WHAT TO DO: Each line holding the word "like" must appear in the answer, copied from the entries.

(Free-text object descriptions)
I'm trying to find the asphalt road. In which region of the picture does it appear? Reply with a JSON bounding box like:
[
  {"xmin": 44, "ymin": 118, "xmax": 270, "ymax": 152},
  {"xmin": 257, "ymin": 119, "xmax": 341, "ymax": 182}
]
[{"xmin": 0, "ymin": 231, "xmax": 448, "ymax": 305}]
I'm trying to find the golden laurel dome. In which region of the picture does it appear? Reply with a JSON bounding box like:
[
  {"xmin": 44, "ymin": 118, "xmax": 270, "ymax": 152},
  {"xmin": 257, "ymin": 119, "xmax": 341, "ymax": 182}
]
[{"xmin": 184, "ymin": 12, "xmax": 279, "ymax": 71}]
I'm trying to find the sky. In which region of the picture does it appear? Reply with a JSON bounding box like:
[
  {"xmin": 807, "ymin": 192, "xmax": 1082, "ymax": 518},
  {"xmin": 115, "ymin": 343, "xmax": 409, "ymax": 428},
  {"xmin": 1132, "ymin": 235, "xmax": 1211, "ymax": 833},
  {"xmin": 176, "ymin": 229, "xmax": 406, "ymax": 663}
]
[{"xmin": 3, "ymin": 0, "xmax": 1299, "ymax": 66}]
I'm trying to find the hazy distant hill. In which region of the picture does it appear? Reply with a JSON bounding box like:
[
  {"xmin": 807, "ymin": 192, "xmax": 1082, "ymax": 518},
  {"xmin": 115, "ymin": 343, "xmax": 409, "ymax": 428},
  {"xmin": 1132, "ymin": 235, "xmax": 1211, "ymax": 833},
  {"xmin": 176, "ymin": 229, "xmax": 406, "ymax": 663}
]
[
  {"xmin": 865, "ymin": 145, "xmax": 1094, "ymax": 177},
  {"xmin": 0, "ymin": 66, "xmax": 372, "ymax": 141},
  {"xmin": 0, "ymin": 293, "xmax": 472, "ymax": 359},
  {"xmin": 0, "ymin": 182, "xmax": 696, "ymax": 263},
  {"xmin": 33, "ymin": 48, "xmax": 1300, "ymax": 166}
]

ANSWER SECTION:
I'm trying to find the asphalt road. In which region of the picture does it appear? Reply with a JSON bounding box like:
I'm trying to find the golden laurel dome. In which region of the picture does it appear? Reply with a JSON bounding box like:
I'm trying to find the sky. In which region of the picture does it appear? Reply with a JSON bounding box like:
I'm trying to find the hazy distant hill. In which region of the picture does it appear? Reply with a JSON bounding box like:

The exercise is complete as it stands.